** SHORT EXERCISE **
Rewrite the rows below as a numbered list, leaving out any blank lines.

** RECORDED INFORMATION **
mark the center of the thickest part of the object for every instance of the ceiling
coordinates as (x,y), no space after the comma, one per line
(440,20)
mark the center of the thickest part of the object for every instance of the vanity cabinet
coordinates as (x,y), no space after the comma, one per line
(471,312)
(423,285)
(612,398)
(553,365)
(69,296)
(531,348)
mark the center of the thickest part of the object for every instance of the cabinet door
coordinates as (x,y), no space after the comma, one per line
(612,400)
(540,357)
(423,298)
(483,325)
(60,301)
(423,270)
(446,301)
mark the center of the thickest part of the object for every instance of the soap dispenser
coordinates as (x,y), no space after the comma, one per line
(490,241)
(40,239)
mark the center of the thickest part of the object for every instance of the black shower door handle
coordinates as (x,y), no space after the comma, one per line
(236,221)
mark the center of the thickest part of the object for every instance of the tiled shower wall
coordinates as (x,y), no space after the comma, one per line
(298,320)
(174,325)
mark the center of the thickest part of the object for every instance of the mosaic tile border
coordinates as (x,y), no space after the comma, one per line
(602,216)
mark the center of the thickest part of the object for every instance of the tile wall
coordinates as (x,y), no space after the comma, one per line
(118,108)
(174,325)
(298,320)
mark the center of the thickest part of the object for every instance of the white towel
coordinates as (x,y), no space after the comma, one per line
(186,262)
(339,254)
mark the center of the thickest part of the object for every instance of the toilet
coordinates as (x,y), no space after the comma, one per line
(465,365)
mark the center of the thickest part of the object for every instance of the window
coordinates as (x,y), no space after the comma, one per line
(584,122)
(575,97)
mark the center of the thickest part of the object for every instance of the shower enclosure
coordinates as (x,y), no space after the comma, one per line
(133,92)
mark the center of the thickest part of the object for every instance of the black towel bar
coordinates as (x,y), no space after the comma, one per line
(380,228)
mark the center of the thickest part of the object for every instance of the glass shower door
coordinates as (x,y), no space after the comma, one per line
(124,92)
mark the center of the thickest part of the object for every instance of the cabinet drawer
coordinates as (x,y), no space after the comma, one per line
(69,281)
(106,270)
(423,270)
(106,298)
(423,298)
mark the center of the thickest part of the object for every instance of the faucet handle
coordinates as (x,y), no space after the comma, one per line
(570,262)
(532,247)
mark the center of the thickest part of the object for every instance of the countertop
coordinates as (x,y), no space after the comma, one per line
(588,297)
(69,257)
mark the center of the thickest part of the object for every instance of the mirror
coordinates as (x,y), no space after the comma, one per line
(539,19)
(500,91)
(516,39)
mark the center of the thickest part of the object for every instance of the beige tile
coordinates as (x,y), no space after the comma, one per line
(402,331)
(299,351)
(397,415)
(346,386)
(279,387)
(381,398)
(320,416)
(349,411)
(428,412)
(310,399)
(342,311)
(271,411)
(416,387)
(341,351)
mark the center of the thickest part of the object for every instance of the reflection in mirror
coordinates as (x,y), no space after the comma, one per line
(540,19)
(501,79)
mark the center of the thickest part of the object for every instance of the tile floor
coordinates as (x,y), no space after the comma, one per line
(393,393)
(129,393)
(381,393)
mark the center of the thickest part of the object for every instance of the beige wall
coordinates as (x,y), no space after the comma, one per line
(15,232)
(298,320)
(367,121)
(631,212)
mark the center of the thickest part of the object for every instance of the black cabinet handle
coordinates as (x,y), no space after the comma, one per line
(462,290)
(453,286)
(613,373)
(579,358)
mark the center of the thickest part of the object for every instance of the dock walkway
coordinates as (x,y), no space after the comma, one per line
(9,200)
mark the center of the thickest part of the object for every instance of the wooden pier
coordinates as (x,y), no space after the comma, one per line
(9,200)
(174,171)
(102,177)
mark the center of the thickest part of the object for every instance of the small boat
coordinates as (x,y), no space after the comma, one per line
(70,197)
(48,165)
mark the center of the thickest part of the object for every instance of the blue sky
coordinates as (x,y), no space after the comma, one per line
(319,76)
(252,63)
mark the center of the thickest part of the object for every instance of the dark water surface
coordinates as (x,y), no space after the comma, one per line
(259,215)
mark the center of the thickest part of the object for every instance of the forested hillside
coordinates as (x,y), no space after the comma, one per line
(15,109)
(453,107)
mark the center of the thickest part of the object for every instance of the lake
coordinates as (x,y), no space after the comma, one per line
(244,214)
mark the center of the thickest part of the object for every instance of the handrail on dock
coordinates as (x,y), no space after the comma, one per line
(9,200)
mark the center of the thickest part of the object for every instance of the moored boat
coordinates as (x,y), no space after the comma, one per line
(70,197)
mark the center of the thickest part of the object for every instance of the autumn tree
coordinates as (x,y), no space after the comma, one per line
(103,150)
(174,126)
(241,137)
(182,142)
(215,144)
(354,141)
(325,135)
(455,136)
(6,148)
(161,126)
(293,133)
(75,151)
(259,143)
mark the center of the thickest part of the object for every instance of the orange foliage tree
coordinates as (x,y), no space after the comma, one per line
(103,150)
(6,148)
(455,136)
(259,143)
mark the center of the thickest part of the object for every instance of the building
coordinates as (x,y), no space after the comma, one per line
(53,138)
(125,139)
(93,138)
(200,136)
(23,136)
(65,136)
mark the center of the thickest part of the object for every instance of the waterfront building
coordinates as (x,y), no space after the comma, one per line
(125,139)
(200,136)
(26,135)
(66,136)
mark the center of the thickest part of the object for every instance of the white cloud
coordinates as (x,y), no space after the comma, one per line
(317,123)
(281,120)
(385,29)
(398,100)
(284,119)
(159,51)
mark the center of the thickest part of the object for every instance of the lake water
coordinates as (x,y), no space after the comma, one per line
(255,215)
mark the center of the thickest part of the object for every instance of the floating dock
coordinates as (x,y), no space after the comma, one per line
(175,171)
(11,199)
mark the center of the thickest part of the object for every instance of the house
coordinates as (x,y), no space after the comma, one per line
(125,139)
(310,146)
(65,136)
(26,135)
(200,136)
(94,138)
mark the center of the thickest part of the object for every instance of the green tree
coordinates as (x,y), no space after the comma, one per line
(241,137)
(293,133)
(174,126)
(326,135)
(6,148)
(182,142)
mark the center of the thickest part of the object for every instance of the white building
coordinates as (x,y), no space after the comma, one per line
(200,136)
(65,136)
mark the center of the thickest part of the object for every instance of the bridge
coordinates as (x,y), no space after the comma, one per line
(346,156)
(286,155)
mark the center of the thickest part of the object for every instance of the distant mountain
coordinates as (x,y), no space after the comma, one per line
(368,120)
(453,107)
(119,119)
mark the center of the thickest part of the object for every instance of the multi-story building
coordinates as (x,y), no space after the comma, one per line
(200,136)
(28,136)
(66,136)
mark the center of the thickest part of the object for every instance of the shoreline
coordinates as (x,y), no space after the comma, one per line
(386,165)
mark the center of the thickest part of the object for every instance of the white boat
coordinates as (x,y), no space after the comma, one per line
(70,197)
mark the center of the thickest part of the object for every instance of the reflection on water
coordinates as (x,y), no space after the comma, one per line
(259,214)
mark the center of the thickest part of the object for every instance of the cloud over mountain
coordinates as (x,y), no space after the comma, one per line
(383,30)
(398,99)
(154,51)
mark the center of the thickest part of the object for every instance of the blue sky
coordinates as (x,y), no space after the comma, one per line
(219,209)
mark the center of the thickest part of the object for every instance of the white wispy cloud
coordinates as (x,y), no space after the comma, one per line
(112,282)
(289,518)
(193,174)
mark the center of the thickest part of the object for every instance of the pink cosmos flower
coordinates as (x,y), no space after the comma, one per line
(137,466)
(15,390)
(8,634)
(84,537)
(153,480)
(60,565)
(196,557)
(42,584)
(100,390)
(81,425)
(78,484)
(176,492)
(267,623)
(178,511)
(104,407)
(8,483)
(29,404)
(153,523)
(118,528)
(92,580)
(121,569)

** IN RESPONSE **
1. mark the center of the thickest part of the object for every instance of the ceiling
2. coordinates as (x,y), no space after the comma, one per line
3. (440,20)
4. mark the center of the thickest part of the object for every instance of the vanity cabinet
5. coordinates as (x,y), no space after the comma, one per line
6. (471,312)
7. (423,285)
8. (612,398)
9. (553,365)
10. (69,296)
11. (531,348)
12. mark the center of the thickest part of the object for every instance of the cabinet door
13. coordinates as (x,y), no space after the comma, one per line
14. (612,400)
15. (540,357)
16. (423,298)
17. (483,325)
18. (60,301)
19. (423,270)
20. (446,301)
21. mark the center of the thickest part of the object for every instance of the soap dispenser
22. coordinates as (x,y), no space after the comma, one per line
23. (490,241)
24. (40,239)
25. mark the center of the thickest part of the object for every instance of the black shower door handle
26. coordinates as (x,y), no space after the comma, one per line
27. (236,221)
28. mark the center of the thickest part of the object for every instance of the tiled shower wall
29. coordinates as (x,y), no space after the comma, one per line
30. (298,320)
31. (174,325)
32. mark the center of the thickest part of the object for every instance of the mosaic tile border
33. coordinates as (x,y), no space after the comma, one per line
34. (602,216)
35. mark the center of the thickest part of the object for every instance of the tile wall
36. coordinates as (x,y), no space after the comma, one per line
37. (118,108)
38. (174,325)
39. (298,320)
40. mark the center of the thickest part of the object for every instance of the white towel
41. coordinates as (x,y), no space after the comma, one per line
42. (186,262)
43. (339,254)
44. mark the center of the thickest part of the object for every instance of the toilet
45. coordinates as (x,y), no space after the comma, one per line
46. (465,365)
47. mark the center of the thickest part of the object for every instance of the window
48. coordinates as (x,y), no space after the comma, one per line
49. (584,122)
50. (575,97)
51. mark the center of the thickest part of the object for every instance of the shower enclosure
52. coordinates as (x,y), no space after the comma, one per line
53. (133,92)
54. mark the center of the thickest part of the object for every instance of the black towel bar
55. coordinates as (x,y), no space after the comma, one per line
56. (380,228)
57. mark the center of the thickest part of the object for every instance of the glass shower door
58. coordinates as (x,y), no space after the comma, one per line
59. (124,92)
60. mark the center of the thickest part of the object for every instance of the cabinet drawer
61. coordinates as (x,y), no space after the comma, one per line
62. (69,281)
63. (106,270)
64. (423,270)
65. (106,298)
66. (423,298)
67. mark the center of the thickest part of the object for every instance of the faucet handle
68. coordinates as (x,y), no space after the comma, one per line
69. (570,262)
70. (532,247)
71. mark the center of the thickest part of the object for every instance of the countertop
72. coordinates as (x,y), no space after the comma, one per line
73. (588,297)
74. (69,257)
75. mark the center of the thickest part of the object for every instance of the mirror
76. coordinates as (x,y), no space after the comma, one per line
77. (539,19)
78. (500,91)
79. (516,39)
80. mark the center of the thickest part of the object for every instance of the beige tile
81. coordinates as (x,y), no space after the comma, one per line
82. (402,331)
83. (299,351)
84. (397,415)
85. (346,386)
86. (279,387)
87. (381,398)
88. (320,416)
89. (349,411)
90. (428,412)
91. (310,399)
92. (342,311)
93. (271,411)
94. (416,387)
95. (341,351)
96. mark the center of the thickest part of the object for every instance of the reflection in mirror
97. coordinates as (x,y), no space after the comma, one per line
98. (540,19)
99. (501,79)
100. mark the center of the thickest part of the object for every instance of the tile floor
101. coordinates as (x,y), no space after the comma, one per line
102. (393,393)
103. (129,393)
104. (381,393)
105. mark the center of the thickest part of the object for every instance of the beige wall
106. coordinates as (x,y), no space after the comma, one per line
107. (15,232)
108. (298,320)
109. (367,121)
110. (631,212)
111. mark the center of the thickest part of the object for every instance of the black cabinet handle
112. coordinates as (x,y), no space after the comma, one per line
113. (462,290)
114. (453,286)
115. (613,373)
116. (579,358)
117. mark the center of the thickest part of the object for every instance of the dock walkway
118. coordinates as (x,y), no space after the comma, one per line
119. (9,200)
120. mark the center of the thickest part of the object for every instance of the wooden pier
121. coordinates as (x,y), no space after the comma, one per line
122. (9,200)
123. (174,171)
124. (102,177)
125. mark the center of the thickest part of the object for every instance of the small boat
126. coordinates as (x,y), no space after the comma, one per line
127. (70,197)
128. (48,165)
129. mark the center of the thickest part of the object for every instance of the blue sky
130. coordinates as (x,y), no space after the comma, one per line
131. (319,76)
132. (252,63)
133. mark the center of the thickest part of the object for every instance of the dark water surface
134. coordinates as (x,y), no space after the comma, one per line
135. (259,215)
136. mark the center of the thickest part of the object for every instance of the forested hillside
137. coordinates as (x,y), no space after the comma, one per line
138. (15,109)
139. (453,107)
140. mark the center of the thickest part of the object for every instance of the lake
141. coordinates as (x,y), no space after the comma, one per line
142. (244,214)
143. mark the center of the thickest part of the object for every instance of the handrail on dock
144. coordinates as (x,y), no space after the comma, one per line
145. (9,200)
146. mark the center of the thickest part of the object for every instance of the moored boat
147. coordinates as (x,y), no space after the comma, one per line
148. (70,197)
149. mark the center of the thickest part of the object for every instance of the autumn tree
150. coordinates as (x,y), no space after the comma, one per line
151. (103,150)
152. (174,126)
153. (241,137)
154. (182,142)
155. (215,144)
156. (354,141)
157. (325,135)
158. (455,136)
159. (6,148)
160. (161,126)
161. (293,133)
162. (75,151)
163. (259,143)
164. mark the center of the thickest part of the object for every instance of the orange foliage tree
165. coordinates as (x,y), no space after the comma, one per line
166. (103,150)
167. (6,148)
168. (455,136)
169. (259,143)
170. mark the center of the thickest part of the object for every instance of the building
171. coordinates as (x,y), no space after the comma, one per line
172. (53,138)
173. (125,139)
174. (93,138)
175. (200,136)
176. (23,136)
177. (65,136)
178. mark the center of the thickest part of the object for every instance of the waterfront building
179. coordinates as (x,y), no space after the comma, one per line
180. (125,139)
181. (200,136)
182. (26,135)
183. (66,136)
184. mark the center of the thickest part of the object for every instance of the white cloud
185. coordinates as (x,y), no space after the comma, one per line
186. (317,123)
187. (281,120)
188. (385,29)
189. (398,100)
190. (284,119)
191. (159,51)
192. mark the center of the thickest part of the object for every instance of the lake water
193. coordinates as (x,y), no space after the comma, one per line
194. (255,215)
195. mark the center of the thickest part of the object for every instance of the floating dock
196. coordinates as (x,y), no space after the comma, one per line
197. (175,171)
198. (11,199)
199. mark the center of the thickest part of the object for every instance of the house
200. coordinates as (x,y), no space after the comma, one per line
201. (125,139)
202. (310,146)
203. (65,136)
204. (26,135)
205. (200,136)
206. (94,138)
207. mark the center of the thickest part of the object for every instance of the green tree
208. coordinates as (x,y), no space after the comma, one per line
209. (241,137)
210. (293,133)
211. (174,126)
212. (326,135)
213. (6,148)
214. (182,142)
215. mark the center of the thickest part of the object for every instance of the white building
216. coordinates as (x,y), no space after the comma, one per line
217. (200,136)
218. (65,136)
219. mark the center of the thickest part of the object for every instance of the bridge
220. coordinates as (x,y), no space after the comma, one per line
221. (346,156)
222. (286,155)
223. mark the center of the thickest part of the object for every instance of the distant mountain
224. coordinates as (x,y), no space after the comma, one per line
225. (368,120)
226. (453,107)
227. (119,119)
228. mark the center of the thickest part of the object for every instance of the multi-story building
229. coordinates as (x,y), no space after the comma, one per line
230. (200,136)
231. (28,136)
232. (66,136)
233. mark the center of the thickest part of the object for every instance of the shoreline
234. coordinates as (x,y), no space after the comma, one per line
235. (386,165)
236. mark the center of the thickest part of the object for every instance of the white boat
237. coordinates as (x,y), no space after the comma, one per line
238. (70,197)
239. mark the center of the thickest part of the object for every instance of the reflection on water
240. coordinates as (x,y), no space after the comma, one per line
241. (259,214)
242. mark the center of the thickest part of the object for every instance of the cloud over mountain
243. coordinates as (x,y), no space after the comma, one per line
244. (383,30)
245. (398,99)
246. (154,51)
247. mark the center of the thickest part of the object for every instance of the blue sky
248. coordinates as (x,y), no space after the comma, one per line
249. (219,209)
250. mark the center of the thickest part of the object for every instance of the white wispy cloud
251. coordinates as (x,y), no space after the comma, one per line
252. (112,282)
253. (289,518)
254. (193,174)
255. mark the center of the thickest part of the object for every instance of the pink cosmos flower
256. coordinates as (x,y), no space after the comma, one per line
257. (137,466)
258. (15,390)
259. (8,634)
260. (84,537)
261. (153,480)
262. (60,565)
263. (196,557)
264. (42,584)
265. (100,390)
266. (81,425)
267. (78,484)
268. (176,492)
269. (267,623)
270. (178,511)
271. (104,407)
272. (8,483)
273. (29,404)
274. (153,523)
275. (118,528)
276. (92,580)
277. (121,569)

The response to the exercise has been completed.